ACTIVITY LIST
**1.** Reproduce the passage on producer prices word for word, between "Within electricity, gas" and "CO2 quota price.", inclusive.
**2.** Carry the passage on producer and electricity prices forward, starting right after its final sentence.

The producer price index increased by 8 per cent in September due to higher prices in energy goods. Within extraction of crude oil and natural gas, the gas prices in particular, had a big impact on the price increase. The price of natural gas fluctuates somewhat in the short term, but over the last five months prices have been moving upwards. Increased demand for gas in Europe, in combination with low supply can explain some of the price increase. Another explanation could be the green shift with higher CO2 prices to replace coal with gas in the production of electricity. Due to a somewhat volatile market with partly extreme effects in prices from day to day, gas prices in September are subject to more uncertainty than usual.

Prices on electricity reaches new heights

Within electricity, gas and steam, prices rose by 17.9 per cent from August to September. Compared to September last year, prices were about 126 per cent higher. Weekly reports from NVE ( show that during week 37 a new record was set in the price of electricity (measured in øre/kwh) in southern Norway. This was caused by dry weather in combination with increased demand. Otherwise, the high electricity prices in September are closely related to high power prices on the continent, due to a sustained increase in gas, coal and the CO2 quota price.

EXTRACTED INFORMATION

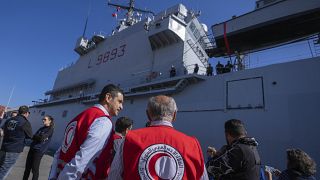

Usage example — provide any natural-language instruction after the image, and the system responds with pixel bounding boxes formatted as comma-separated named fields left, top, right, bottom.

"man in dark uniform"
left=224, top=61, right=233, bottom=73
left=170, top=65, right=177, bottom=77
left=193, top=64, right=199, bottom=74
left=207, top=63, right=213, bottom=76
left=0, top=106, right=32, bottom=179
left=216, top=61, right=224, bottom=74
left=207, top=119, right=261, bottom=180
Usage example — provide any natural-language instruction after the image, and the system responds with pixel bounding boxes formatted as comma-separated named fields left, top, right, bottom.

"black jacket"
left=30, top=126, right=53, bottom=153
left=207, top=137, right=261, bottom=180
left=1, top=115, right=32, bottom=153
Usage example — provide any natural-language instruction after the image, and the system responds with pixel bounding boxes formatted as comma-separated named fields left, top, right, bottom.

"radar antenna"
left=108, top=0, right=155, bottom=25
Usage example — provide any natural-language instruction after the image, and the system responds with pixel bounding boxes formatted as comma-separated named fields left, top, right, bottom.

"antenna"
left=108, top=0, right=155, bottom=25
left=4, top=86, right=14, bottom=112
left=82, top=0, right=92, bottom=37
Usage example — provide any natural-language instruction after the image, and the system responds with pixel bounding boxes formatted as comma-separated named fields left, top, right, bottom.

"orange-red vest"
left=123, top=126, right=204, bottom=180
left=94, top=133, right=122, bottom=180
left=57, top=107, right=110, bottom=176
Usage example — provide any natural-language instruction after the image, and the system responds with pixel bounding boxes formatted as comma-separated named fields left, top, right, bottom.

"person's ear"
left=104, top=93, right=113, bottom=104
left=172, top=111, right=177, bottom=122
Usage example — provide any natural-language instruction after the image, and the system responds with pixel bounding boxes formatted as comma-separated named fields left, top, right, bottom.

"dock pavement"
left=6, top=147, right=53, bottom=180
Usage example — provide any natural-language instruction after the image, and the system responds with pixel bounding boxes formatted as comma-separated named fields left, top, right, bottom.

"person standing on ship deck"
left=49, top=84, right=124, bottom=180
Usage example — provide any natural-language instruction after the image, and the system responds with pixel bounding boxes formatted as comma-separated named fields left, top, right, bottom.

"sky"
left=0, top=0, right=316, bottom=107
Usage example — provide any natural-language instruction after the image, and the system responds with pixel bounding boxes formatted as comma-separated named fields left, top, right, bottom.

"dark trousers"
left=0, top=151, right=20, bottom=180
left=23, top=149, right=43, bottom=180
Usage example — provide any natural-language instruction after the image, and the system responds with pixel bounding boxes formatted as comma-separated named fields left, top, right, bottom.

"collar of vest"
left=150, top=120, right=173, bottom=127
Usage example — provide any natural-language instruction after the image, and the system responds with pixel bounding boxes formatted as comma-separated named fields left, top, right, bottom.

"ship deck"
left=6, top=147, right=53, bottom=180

--

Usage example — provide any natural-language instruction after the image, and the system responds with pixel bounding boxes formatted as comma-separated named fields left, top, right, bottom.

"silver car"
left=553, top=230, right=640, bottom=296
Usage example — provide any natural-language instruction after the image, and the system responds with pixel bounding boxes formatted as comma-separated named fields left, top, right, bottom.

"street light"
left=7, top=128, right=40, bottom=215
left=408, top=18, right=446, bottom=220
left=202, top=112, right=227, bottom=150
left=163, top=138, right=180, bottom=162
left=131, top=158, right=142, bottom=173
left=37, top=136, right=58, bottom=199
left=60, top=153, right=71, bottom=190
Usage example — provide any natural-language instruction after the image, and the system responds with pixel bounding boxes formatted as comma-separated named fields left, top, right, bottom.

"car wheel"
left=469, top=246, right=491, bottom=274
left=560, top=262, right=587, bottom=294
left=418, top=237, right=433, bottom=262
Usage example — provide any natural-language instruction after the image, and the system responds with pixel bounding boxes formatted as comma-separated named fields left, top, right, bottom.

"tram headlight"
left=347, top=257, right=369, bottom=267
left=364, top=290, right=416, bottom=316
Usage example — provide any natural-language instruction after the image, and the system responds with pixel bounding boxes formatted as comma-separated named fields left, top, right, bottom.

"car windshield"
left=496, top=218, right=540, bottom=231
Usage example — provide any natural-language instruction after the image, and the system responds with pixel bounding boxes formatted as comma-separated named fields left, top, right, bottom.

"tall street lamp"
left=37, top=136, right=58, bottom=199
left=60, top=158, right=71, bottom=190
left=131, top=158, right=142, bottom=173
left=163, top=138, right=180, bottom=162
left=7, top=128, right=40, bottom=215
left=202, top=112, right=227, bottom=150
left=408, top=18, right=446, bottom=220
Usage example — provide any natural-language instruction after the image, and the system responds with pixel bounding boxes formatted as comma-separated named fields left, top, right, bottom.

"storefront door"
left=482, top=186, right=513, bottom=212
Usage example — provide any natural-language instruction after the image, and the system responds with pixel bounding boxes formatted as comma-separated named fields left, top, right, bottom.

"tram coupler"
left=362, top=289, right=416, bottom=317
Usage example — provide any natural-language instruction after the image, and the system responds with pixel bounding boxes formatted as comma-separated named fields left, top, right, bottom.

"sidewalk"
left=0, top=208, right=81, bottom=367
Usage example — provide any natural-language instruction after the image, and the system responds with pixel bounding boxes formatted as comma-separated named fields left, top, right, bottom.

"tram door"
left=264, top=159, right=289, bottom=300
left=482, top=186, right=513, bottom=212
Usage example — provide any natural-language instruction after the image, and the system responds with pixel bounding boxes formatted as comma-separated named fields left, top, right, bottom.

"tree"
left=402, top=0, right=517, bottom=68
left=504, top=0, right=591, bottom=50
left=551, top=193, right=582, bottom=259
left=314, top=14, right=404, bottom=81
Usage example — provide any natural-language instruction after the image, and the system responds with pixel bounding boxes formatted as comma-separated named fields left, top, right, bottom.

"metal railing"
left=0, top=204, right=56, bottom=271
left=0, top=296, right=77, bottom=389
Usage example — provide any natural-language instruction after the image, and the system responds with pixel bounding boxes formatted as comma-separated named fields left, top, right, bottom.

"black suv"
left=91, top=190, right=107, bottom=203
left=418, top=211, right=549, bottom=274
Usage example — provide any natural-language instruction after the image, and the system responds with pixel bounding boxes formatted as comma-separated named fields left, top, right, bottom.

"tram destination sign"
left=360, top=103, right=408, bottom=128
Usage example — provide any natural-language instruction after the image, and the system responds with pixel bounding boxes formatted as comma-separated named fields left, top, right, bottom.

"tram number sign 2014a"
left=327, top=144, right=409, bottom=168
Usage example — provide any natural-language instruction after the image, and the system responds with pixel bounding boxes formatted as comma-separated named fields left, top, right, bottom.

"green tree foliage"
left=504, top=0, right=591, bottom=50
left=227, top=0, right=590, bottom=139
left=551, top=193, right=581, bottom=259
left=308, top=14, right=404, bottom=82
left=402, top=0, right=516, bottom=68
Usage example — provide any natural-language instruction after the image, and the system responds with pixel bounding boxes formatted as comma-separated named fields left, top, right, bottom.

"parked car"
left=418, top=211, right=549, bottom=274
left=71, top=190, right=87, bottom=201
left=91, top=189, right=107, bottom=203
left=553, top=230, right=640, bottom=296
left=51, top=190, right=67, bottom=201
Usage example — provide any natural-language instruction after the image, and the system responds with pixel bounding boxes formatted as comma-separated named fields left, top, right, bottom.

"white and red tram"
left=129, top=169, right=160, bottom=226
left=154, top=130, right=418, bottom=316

...

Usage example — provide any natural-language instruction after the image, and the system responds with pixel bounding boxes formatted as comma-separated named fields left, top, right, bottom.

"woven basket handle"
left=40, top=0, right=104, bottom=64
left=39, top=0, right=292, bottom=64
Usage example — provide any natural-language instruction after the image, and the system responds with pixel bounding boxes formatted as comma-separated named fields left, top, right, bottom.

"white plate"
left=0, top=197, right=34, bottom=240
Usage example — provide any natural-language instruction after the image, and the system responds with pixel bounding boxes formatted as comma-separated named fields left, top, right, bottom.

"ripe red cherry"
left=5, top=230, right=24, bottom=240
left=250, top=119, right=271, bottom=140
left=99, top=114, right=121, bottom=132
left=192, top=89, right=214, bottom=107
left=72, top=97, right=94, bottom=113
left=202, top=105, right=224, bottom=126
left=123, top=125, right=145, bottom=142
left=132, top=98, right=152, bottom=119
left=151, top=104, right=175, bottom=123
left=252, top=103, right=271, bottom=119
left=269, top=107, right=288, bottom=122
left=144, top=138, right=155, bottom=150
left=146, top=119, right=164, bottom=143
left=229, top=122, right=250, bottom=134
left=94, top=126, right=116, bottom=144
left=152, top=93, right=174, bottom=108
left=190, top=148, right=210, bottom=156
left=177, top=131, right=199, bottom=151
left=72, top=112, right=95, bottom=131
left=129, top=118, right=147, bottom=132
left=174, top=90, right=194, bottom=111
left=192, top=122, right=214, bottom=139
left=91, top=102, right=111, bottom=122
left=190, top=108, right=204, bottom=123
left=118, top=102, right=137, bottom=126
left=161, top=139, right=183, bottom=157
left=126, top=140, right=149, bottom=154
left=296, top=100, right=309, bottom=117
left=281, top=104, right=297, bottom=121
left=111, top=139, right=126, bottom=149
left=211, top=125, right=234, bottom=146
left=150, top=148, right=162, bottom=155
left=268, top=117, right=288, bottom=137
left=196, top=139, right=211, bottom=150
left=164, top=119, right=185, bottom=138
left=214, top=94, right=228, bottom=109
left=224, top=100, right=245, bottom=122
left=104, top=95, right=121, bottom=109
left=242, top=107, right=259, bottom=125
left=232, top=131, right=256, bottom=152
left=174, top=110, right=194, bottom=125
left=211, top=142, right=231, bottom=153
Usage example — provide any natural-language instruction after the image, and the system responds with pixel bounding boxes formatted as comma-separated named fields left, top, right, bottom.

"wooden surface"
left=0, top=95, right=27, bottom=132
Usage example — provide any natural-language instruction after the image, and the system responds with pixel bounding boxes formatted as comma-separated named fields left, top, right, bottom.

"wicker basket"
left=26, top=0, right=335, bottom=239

ANSWER SECTION
**1.**
Within electricity, gas and steam, prices rose by 17.9 per cent from August to September. Compared to September last year, prices were about 126 per cent higher. Weekly reports from NVE ( show that during week 37 a new record was set in the price of electricity (measured in øre/kwh) in southern Norway. This was caused by dry weather in combination with increased demand. Otherwise, the high electricity prices in September are closely related to high power prices on the continent, due to a sustained increase in gas, coal and the CO2 quota price.

**2.**
Figure 1. Price index. 2015 = 100

Prices on metals continued upwards

There was a modest rise in manufacturing prices in September. Prices rose within basic metals and fabricated metal products, as well as within chemical and pharmaceutical industries, lumber and wood products and within refined petroleum products. The largest contribution to the total increase within manufacturing prices came from basic metals, with an increase of 1.9 per cent. Various aluminum alloys played an important part in the price development.  

Lumber and wood products continued to rise in September with an increase of 2.1 per cent. There are several reasons for the price increase, including increased construction activity and a deficit in materials.